Chancen und Risiken

Nach über 60 Jahren Gemeinsamer Agrarpolitik (GAP), in der schon mehrere fundamentale Reformen stattgefunden haben, zeichnet sich der nächste Systemwechsel ab. Der Deutsche Bauernverband liefert mit seinen Vorschlägen für eine GAP nach 2027 beziehungsweise bis spätestens 2035 eine Grundlage für die politische Diskussion, die schon in der Zukunftskommission Landwirtschaft (ZKL) Strukturen angenommen hat. Die Diagnose lautet, dass die gegenwärtige GAP nicht, wie eigentlich gedacht, den immer stärkeren Forderungen der Gesellschaft nach einer spezifischen Leistungserbringung für Umwelt-, Klima- und Artenschutz nachkommt.

Sie ist zudem mittlerweile so kompliziert geworden, dass sie sowohl für die Landwirte als auch für die Verwaltung kaum noch zu überblicken und die Furcht vor Sanktionen gewachsen ist. Gleichzeitig geht die Einkommenswirkung für die Betriebe weiter zurück. Die Basisprämie ist stark eingekürzt worden. Die Ökoregelungen, die einen Ausgleich bieten sollten, sind hierzulande so unattraktiv, dass nur 60 Prozent der Mittel beantragt wurden. Und die Vorgaben der Konditionalität führen auf der anderen Seite zu Umsatzeinbußen und sind oft praxisfern.

Gleichwohl bedeuten die Vorschläge des Bauernverbandes mit einer allmählichen Umwandlung der flächengebundenen Direktzahlungen einen großen Schritt für die Betriebe. Die Entlohnung von konkreten Leistungen kann aus Sicht der Landwirte Übersichtlichkeit in die Fördertatbestände bringen und die Akzeptanz in der Gesellschaft für die Zahlungen erhöhen. Die Konditionalität müsste dann entfallen, was die Betriebe von Bürokratie entlasten würde. Bislang haben die Direktzahlungen einen großen Teil der Betriebseinkommen ausgemacht. Da absehbar ist, dass die Einkommen auch künftig nur zum Teil aus dem Verkauf der Agrarerzeugnisse zu erzielen sind, werden auch für eine künftige GAP nicht weniger Finanzmittel erforderlich sein. Die Aussichten auf eine immer kompliziertere und bedrohlichere weltpolitische Lage, die Ausgaben in anderen Bereichen erforderlich machen, und vor allem eine Erweiterung der EU um die Ukraine stellen die größten Unsicherheiten für eine künftige GAP dar.

Gespeicherte Einträge aus einer Sammlung:
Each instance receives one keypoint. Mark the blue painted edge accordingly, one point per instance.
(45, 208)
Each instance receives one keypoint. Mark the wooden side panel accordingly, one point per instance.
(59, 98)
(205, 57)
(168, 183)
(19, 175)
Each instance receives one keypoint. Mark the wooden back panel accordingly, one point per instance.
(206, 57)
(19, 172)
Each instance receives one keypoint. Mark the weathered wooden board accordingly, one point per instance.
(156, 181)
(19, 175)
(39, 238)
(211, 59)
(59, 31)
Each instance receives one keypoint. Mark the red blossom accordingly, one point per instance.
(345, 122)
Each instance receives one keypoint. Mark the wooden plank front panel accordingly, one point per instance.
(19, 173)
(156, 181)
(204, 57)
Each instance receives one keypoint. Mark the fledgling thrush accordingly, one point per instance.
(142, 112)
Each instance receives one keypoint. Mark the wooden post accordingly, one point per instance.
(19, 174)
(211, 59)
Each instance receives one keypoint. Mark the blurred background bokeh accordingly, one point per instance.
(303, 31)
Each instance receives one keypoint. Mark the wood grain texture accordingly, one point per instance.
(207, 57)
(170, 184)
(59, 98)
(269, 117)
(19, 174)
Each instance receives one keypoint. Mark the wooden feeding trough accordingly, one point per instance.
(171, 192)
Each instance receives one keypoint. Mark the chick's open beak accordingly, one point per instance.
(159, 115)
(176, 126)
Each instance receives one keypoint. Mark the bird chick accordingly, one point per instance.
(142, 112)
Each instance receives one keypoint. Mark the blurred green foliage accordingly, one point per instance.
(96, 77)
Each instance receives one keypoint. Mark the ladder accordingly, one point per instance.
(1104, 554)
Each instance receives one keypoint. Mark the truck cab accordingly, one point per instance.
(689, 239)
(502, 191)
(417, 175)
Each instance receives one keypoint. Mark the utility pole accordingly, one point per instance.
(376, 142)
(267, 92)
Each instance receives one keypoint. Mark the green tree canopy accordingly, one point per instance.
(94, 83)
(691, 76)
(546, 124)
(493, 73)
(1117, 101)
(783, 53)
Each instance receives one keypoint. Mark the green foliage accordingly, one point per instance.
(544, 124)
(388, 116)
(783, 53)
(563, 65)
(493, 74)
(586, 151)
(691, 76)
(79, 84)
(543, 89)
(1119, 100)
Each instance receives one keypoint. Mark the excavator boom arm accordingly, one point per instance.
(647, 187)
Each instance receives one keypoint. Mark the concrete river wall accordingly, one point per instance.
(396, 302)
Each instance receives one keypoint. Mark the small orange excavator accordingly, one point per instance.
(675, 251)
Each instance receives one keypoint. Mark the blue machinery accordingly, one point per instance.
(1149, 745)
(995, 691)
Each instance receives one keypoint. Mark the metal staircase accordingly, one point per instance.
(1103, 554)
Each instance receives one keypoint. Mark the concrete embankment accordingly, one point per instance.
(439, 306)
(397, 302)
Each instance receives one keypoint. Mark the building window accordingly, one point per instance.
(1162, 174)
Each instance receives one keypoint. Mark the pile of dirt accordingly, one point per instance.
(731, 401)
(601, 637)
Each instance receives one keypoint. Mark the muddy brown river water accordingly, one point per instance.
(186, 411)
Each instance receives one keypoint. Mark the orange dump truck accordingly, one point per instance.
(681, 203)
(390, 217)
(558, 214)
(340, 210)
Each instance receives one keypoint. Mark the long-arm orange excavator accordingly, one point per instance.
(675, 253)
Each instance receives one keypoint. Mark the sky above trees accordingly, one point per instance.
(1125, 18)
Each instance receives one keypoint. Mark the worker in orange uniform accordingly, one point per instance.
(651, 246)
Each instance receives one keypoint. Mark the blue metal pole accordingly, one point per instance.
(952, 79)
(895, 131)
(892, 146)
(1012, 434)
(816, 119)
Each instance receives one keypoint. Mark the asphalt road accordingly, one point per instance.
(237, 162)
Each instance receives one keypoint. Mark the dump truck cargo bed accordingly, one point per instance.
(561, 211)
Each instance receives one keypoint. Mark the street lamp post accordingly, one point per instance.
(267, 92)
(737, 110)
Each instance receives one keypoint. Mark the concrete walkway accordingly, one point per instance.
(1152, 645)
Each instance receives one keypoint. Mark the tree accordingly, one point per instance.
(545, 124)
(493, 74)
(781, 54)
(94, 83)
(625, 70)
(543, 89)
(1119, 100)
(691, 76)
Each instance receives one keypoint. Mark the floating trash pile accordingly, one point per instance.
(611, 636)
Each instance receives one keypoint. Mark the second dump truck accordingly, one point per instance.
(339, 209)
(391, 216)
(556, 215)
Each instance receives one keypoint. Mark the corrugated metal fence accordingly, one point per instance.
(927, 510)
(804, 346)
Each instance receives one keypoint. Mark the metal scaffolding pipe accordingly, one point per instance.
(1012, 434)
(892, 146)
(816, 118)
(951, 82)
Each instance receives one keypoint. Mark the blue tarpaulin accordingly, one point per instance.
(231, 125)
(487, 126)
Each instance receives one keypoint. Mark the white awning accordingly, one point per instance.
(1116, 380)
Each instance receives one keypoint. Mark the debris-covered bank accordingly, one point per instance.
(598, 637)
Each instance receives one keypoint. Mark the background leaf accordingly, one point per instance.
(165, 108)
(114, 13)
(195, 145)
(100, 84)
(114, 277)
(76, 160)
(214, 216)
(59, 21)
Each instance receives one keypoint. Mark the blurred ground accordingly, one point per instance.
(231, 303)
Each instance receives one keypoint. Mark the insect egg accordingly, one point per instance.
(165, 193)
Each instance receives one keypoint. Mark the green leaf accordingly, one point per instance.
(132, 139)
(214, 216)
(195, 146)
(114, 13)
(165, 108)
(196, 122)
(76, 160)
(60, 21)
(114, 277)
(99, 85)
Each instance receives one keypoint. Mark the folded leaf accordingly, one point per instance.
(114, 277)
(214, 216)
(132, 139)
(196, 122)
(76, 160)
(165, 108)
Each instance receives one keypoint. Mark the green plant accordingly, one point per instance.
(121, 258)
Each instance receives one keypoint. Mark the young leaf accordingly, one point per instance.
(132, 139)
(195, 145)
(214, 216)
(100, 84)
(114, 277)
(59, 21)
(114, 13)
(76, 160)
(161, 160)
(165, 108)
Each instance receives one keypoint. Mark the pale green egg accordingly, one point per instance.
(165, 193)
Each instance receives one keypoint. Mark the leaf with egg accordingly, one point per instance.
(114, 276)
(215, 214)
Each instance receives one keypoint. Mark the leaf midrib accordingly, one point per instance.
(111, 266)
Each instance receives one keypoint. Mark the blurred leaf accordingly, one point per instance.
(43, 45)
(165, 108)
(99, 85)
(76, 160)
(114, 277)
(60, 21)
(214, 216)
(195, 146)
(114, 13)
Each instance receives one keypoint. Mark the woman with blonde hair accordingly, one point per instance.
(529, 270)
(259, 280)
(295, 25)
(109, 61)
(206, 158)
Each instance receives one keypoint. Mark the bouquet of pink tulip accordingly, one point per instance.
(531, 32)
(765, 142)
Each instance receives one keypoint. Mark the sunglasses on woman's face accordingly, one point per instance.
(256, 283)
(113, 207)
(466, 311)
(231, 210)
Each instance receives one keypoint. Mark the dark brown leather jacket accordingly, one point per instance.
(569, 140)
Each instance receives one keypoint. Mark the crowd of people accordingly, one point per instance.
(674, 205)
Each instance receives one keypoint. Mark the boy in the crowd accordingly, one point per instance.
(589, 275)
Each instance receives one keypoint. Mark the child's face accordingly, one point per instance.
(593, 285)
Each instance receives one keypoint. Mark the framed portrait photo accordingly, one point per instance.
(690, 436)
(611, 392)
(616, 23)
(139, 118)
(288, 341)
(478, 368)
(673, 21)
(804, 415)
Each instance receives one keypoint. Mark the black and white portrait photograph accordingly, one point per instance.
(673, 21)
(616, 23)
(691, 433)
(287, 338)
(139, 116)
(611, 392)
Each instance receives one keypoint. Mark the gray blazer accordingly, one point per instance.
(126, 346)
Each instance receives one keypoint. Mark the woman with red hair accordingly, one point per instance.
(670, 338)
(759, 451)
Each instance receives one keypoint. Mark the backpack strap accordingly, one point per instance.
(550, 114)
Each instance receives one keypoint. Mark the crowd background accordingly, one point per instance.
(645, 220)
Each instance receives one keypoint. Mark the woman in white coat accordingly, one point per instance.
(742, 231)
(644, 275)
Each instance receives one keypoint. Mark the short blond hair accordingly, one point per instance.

Aufgabe. Welcher Anteil der Mittel für die Ökoregelungen wurde laut dem Text zur Gemeinsamen Agrarpolitik beantragt?

Lösung. Nur 60 Prozent der Mittel wurden beantragt.